AIM: Quote the data below word for word, leaving out the pictures.

PROVIDED DATA:
+++
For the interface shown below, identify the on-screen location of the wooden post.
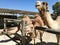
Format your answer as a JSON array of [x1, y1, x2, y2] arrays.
[[22, 20, 25, 45]]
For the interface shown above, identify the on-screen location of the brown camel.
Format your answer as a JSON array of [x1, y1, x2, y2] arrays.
[[36, 1, 60, 45], [23, 14, 44, 42]]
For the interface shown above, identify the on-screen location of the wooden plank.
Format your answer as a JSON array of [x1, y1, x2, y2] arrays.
[[35, 26, 60, 35]]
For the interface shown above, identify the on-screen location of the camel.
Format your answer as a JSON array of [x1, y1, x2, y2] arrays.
[[36, 1, 60, 45], [23, 14, 44, 42], [34, 14, 44, 42]]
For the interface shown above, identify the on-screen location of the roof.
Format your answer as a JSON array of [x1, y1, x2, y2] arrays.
[[0, 8, 37, 15]]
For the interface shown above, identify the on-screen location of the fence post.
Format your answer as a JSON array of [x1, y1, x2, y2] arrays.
[[22, 20, 25, 45]]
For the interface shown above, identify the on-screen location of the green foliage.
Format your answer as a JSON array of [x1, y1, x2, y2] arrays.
[[52, 2, 60, 14]]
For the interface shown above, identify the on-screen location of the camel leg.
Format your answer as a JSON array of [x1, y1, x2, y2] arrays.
[[56, 35, 60, 45], [40, 32, 43, 45]]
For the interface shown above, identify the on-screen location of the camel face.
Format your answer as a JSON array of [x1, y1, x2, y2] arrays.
[[36, 1, 48, 11]]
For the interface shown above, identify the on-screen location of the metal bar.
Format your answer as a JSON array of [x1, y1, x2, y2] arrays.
[[35, 26, 60, 35], [4, 18, 22, 22]]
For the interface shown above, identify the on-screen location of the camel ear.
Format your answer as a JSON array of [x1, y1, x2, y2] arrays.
[[46, 2, 48, 9]]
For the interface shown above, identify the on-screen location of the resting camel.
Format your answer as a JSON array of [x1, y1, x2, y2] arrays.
[[23, 14, 44, 42], [36, 1, 60, 44]]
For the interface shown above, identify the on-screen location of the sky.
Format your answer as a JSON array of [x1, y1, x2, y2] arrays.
[[0, 0, 60, 13]]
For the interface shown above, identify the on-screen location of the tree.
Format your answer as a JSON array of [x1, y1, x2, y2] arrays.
[[52, 2, 60, 14]]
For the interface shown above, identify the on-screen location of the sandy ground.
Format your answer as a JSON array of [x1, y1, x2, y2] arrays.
[[0, 32, 57, 45]]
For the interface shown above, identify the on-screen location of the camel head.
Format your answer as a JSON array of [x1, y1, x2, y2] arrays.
[[35, 1, 48, 11]]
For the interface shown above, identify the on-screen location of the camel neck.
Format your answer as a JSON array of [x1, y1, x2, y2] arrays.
[[40, 11, 54, 28]]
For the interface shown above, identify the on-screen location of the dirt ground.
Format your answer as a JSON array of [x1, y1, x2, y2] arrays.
[[0, 32, 57, 45]]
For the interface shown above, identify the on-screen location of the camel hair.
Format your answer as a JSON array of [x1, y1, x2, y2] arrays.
[[35, 1, 60, 44], [23, 14, 44, 42]]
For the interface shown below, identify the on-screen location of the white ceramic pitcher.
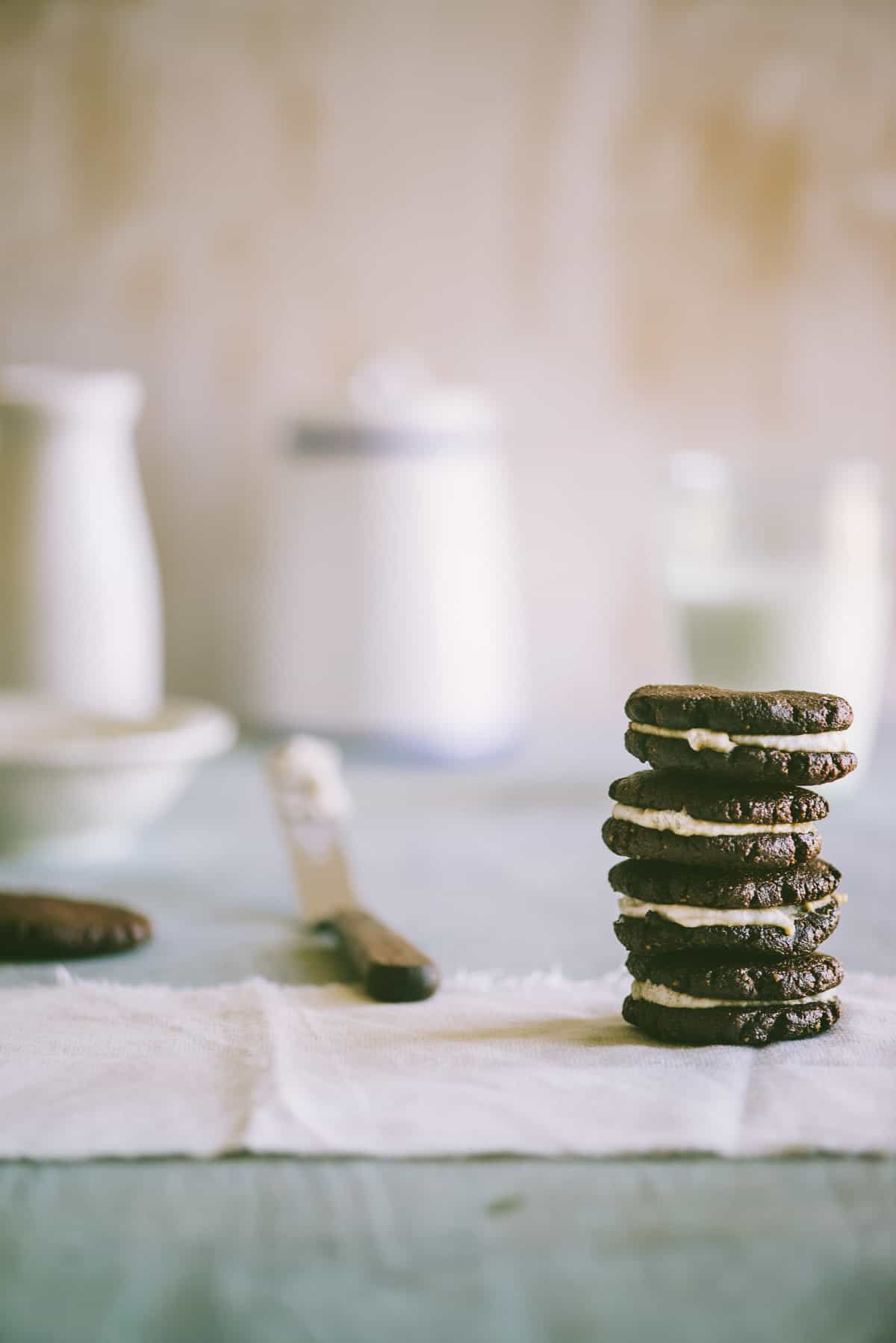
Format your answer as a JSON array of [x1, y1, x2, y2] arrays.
[[0, 365, 161, 719]]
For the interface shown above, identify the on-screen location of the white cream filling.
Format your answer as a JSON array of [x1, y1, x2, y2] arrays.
[[612, 801, 815, 835], [632, 979, 837, 1008], [619, 894, 846, 937], [629, 722, 849, 754]]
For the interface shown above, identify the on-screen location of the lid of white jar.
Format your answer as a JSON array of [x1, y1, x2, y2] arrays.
[[294, 355, 498, 454], [0, 364, 144, 419]]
+++
EXERCISE OUTPUT:
For the interface shown below, identify the on-screen location of the wooden post.
Format your answer as a JSON array of [x1, y1, x2, y2] arrays.
[[22, 20, 25, 45]]
For the interface shown above, identify the on-screen location of the brown camel.
Format your answer as a JSON array of [x1, y1, x2, y2] arrays.
[[36, 1, 60, 45], [23, 14, 44, 42]]
For the interface shown above, identify the on-screen location of the wooden plank.
Format your answer as a JSON array of [x1, y1, x2, y2] arrays.
[[35, 26, 60, 35]]
For the interface shown above, identify the on-screen location of the camel.
Format your answer as a JSON array of [x1, y1, x2, y2] arrays.
[[36, 1, 60, 45], [23, 14, 44, 42], [34, 14, 44, 42]]
For the interface shown above, identify the on-screen location of the roof.
Format your answer as a JSON array of [x1, y1, x2, y2] arrays.
[[0, 8, 37, 15]]
For the interface shown above, identify the on-screen location of the fence post.
Format your answer as a JSON array of [x1, y1, x2, y2] arrays.
[[22, 20, 25, 45]]
For the interface shown above, identify the on-screen location of the green foliage.
Format your answer as a JSON array of [x1, y1, x2, y2] arrays.
[[52, 2, 60, 14]]
For the interface shown above, identify the on-screen location of the camel leg.
Format your answer as a JSON array of [x1, y1, x2, y2] arrays.
[[56, 35, 60, 45], [40, 32, 43, 45]]
For the interface shown above, identify the on-screen location of the camel face.
Format your answer as a JSON array of [x1, y1, x2, y2] arrays.
[[36, 1, 48, 11]]
For the interface shown above, identify the on-screen location of the metal bar.
Format your answer as a JSON array of [x1, y1, x2, y2] arrays.
[[35, 26, 60, 35], [4, 18, 22, 22]]
For the interface shown above, identify the on-screen location of the camel ear.
Format your answer as a JSON array of [x1, y1, x2, y2] arrays.
[[46, 2, 48, 9]]
For the interface shown above, identify the on-screen location of the resting camel.
Format your answer as a JSON array of [x1, y1, x2, y2] arrays.
[[23, 14, 44, 42], [36, 1, 60, 44]]
For the interface shown above, identify the on-screen location of the sky.
Format your answer as a JSON array of [x1, y1, x2, y2] arrays.
[[0, 0, 60, 13]]
For the interface shown above, identify the on-screen location of the tree.
Format your answer as a JSON array of [x1, y1, x2, y2] arrays.
[[52, 2, 60, 14]]
For the interface shown above, identify the on-screen location of the sandy ground.
Format your answer as a JSON array of [x1, y1, x2, y2] arrays.
[[0, 32, 57, 45]]
For the interface shown above, identify the on-screen location of the camel head.
Format your answer as a JSON array of [x1, y1, x2, y2] arrays.
[[35, 1, 48, 11]]
For the interface shown above, identify the on-screen location of the camel neck.
Format your answer as a JSON array of [x1, y1, x2, y2] arrays.
[[40, 11, 54, 28]]
For the interface shown above, identify the on-screen location of the dirt ground.
Format your answer as a JSON array of [x1, y1, x2, y2] arrays.
[[0, 32, 57, 45]]
For the interface shown above, identify the on-screen location of the camel hair.
Format your answer as a JSON array of [x1, y1, x2, y2] arrays.
[[35, 1, 60, 44], [23, 14, 44, 42]]
For the interface shown below, identify the on-screen location of the white ceramic pitcher.
Format your answer as a JSON array of [x1, y1, x2, y2] arrays.
[[0, 365, 161, 719]]
For the interface shown above, identify the on-screen location of the white cream filling.
Format your answer as a JSON array of [x1, y1, x2, y2] arrays.
[[612, 801, 815, 835], [632, 979, 837, 1008], [619, 894, 846, 937], [629, 722, 849, 754]]
For the interface shown above, identify the on-screen location of the lid of white jar.
Format your answer as a JSON array of [x1, y1, x2, y2] arrays.
[[294, 355, 498, 454], [0, 364, 144, 419]]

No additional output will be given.